Le nom et les exploits de Kara-George ont retenti dans l’Occident. Napoléon, dont l’attention était sans cesse ramenée sur l’Orient, songea en plus d’une occasion à nouer des rapports avec le hardi chef de partisans qui avait affranchi son pays, et dont les états touchaient presque ses nouvelles possessions. Il lui adressa, vers 1807, une lettre que mentionne seul M. Blanqui dans son Voyage en Bulgarie, et provoqua l’envoi d’une députation serbe à Paris; mais les idées de Napoléon sur l’Orient n’étaient pas nettement arrêtées et flottaient d’un extrême à l’autre : il accueillit les députés avec de grands égards, leur remit un sabre d’honneur pour Kara-George, et l’affaire en resta là.

Données fournies:
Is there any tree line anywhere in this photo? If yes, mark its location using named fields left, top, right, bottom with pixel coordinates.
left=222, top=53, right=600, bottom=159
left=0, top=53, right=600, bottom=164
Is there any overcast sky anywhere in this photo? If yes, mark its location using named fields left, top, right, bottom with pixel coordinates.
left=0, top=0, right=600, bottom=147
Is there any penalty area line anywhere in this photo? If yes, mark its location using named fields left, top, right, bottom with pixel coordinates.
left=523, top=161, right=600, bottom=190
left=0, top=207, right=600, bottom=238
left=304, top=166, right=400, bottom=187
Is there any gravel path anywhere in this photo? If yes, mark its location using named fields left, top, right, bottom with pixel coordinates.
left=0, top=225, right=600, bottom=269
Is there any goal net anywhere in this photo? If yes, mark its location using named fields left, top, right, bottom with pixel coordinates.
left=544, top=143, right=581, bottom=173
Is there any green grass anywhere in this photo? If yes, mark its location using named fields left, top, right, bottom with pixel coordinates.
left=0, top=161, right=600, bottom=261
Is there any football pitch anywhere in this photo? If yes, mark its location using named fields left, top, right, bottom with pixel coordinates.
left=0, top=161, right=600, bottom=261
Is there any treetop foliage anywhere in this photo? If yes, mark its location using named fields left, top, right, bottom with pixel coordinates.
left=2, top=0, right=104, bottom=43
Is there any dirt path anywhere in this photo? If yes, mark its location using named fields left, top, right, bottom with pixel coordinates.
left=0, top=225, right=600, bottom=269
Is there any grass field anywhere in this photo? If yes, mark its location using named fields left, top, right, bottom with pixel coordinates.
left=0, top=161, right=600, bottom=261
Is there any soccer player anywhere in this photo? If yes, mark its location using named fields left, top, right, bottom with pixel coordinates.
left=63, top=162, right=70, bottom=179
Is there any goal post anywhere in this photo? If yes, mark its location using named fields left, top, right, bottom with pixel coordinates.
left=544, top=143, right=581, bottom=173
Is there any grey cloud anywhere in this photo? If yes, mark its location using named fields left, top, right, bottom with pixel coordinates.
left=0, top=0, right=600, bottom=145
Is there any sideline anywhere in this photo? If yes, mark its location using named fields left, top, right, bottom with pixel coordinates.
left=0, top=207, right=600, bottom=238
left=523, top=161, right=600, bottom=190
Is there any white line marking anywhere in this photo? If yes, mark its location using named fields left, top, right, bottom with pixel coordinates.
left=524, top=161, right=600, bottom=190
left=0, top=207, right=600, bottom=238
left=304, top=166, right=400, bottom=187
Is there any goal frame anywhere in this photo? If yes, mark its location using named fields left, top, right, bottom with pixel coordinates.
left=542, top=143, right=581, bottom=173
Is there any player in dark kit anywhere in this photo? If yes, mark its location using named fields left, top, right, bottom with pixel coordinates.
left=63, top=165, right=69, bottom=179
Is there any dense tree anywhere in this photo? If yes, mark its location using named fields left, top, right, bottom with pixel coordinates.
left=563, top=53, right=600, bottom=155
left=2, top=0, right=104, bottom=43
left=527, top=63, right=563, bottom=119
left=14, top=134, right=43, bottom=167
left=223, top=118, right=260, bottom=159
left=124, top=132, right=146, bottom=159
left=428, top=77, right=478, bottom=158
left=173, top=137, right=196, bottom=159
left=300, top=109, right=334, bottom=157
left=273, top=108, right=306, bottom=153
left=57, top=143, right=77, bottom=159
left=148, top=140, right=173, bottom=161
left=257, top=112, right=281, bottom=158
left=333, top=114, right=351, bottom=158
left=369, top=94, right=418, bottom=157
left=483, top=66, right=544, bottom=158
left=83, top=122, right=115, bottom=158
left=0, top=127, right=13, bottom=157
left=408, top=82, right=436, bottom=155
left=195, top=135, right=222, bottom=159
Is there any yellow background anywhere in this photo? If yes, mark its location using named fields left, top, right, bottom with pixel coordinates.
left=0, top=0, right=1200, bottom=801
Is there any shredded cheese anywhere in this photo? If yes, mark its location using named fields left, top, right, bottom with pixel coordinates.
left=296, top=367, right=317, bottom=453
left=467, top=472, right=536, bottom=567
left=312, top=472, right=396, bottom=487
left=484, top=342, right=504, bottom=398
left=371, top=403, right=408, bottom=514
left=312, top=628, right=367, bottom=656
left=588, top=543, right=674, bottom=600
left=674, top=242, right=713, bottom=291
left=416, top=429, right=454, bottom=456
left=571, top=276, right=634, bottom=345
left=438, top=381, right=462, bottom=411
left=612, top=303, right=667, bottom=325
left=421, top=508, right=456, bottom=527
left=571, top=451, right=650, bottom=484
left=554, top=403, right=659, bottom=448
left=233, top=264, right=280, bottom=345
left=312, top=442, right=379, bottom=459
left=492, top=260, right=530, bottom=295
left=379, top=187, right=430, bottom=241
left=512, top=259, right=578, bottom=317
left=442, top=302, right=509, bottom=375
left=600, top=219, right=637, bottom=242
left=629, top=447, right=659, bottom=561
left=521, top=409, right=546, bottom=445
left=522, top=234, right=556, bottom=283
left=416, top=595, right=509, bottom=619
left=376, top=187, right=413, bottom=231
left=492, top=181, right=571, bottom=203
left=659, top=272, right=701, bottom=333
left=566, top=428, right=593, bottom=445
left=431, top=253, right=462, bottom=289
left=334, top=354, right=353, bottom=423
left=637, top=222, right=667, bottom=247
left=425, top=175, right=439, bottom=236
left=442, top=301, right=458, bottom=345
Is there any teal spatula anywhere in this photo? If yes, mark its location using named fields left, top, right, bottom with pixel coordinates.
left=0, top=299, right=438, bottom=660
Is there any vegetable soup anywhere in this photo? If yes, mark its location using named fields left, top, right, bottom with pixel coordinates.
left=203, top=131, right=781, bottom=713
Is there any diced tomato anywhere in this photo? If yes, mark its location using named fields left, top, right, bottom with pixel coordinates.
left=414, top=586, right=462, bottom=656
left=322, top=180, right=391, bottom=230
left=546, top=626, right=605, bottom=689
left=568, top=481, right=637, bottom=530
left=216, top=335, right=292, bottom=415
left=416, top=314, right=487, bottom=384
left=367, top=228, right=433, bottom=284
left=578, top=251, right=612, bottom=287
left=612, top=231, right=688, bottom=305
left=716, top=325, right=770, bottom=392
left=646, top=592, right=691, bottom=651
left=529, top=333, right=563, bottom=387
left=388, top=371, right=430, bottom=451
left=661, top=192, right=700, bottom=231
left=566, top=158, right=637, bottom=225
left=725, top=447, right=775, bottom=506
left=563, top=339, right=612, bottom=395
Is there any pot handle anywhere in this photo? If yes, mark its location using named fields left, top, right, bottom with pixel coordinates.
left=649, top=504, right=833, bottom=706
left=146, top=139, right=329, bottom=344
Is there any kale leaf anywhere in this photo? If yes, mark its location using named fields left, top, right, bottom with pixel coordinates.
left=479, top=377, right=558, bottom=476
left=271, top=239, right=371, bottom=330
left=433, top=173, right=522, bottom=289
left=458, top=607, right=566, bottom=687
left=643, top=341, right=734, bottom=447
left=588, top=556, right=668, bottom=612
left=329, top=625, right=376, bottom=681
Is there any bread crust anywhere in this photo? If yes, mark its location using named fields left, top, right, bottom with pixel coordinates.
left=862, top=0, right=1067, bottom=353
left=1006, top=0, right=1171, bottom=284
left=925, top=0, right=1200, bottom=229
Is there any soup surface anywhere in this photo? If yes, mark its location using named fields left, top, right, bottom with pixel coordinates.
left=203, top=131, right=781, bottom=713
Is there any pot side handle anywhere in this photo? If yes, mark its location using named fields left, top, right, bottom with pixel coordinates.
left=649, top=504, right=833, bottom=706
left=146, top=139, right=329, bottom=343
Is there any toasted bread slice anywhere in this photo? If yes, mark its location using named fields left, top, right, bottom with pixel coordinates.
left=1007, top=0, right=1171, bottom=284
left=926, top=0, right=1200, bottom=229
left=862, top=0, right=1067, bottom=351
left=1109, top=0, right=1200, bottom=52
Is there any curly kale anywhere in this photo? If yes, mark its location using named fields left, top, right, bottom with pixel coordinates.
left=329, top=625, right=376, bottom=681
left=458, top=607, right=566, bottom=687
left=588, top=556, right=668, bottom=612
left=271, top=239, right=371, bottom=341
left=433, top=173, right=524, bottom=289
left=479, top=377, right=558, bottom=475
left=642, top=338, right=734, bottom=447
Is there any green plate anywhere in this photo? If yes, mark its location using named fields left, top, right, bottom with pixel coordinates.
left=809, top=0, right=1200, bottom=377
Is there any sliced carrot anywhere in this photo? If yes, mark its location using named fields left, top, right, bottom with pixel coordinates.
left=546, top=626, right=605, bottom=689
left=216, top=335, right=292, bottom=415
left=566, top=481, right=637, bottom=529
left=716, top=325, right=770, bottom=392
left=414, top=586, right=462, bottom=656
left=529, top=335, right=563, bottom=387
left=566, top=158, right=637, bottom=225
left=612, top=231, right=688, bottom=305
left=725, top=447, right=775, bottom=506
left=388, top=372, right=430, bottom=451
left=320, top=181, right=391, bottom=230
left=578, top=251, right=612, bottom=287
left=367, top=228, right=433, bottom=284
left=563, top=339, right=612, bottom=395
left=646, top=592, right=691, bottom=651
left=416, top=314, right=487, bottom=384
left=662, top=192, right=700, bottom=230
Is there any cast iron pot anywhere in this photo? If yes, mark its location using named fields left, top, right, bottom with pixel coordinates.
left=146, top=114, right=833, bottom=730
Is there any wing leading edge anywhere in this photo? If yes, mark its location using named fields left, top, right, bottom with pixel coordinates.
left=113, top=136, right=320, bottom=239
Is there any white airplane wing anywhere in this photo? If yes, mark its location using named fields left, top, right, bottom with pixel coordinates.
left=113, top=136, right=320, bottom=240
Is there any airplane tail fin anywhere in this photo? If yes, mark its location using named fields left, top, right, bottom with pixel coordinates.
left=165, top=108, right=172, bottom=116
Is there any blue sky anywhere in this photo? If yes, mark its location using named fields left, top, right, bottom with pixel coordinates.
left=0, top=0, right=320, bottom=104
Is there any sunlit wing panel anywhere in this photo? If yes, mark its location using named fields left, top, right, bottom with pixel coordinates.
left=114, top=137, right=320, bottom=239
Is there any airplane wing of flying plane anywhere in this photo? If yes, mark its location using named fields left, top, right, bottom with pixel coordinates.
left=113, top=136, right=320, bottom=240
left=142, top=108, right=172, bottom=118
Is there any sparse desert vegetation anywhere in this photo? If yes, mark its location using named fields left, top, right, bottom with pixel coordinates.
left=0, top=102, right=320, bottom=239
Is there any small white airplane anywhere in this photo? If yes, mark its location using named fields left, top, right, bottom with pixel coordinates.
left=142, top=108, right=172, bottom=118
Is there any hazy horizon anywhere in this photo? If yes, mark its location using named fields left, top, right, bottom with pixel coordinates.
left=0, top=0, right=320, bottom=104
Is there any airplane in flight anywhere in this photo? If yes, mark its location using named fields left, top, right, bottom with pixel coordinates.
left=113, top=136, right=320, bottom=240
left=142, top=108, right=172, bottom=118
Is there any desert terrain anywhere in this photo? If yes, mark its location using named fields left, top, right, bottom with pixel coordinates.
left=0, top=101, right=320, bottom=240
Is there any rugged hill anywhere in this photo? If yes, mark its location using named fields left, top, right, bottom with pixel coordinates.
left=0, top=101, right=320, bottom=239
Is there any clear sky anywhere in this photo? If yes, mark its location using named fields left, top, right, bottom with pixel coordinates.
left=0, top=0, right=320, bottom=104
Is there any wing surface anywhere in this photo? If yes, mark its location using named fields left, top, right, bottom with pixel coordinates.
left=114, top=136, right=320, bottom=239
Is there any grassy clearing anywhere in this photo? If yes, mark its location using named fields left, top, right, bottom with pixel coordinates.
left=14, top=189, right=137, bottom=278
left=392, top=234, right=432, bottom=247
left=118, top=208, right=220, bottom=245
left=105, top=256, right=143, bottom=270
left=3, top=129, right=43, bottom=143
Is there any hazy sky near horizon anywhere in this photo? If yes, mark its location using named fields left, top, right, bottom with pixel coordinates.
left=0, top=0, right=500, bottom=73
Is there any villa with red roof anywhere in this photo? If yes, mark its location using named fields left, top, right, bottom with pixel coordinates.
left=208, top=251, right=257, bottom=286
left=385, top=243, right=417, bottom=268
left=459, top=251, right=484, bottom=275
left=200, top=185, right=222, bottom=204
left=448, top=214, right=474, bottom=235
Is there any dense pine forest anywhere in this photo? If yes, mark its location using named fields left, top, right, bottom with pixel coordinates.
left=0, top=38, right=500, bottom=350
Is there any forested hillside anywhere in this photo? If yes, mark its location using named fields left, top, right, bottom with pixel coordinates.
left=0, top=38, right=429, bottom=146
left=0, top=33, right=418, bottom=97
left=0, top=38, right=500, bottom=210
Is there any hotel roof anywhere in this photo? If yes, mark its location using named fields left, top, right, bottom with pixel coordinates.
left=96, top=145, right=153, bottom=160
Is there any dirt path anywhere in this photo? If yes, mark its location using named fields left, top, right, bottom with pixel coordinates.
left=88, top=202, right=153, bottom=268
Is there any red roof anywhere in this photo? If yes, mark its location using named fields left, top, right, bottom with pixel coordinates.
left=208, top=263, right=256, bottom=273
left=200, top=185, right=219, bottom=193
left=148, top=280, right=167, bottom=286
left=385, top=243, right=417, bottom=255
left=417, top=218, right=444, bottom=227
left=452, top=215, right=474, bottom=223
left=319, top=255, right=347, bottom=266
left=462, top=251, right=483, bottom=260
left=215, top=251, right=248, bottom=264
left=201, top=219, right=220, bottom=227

Exercice proposé:
D'après le texte sur Kara-George, quel objet Napoléon confia-t-il aux députés serbes pour leur chef ?

Exercice corrigé:
Un sabre d'honneur.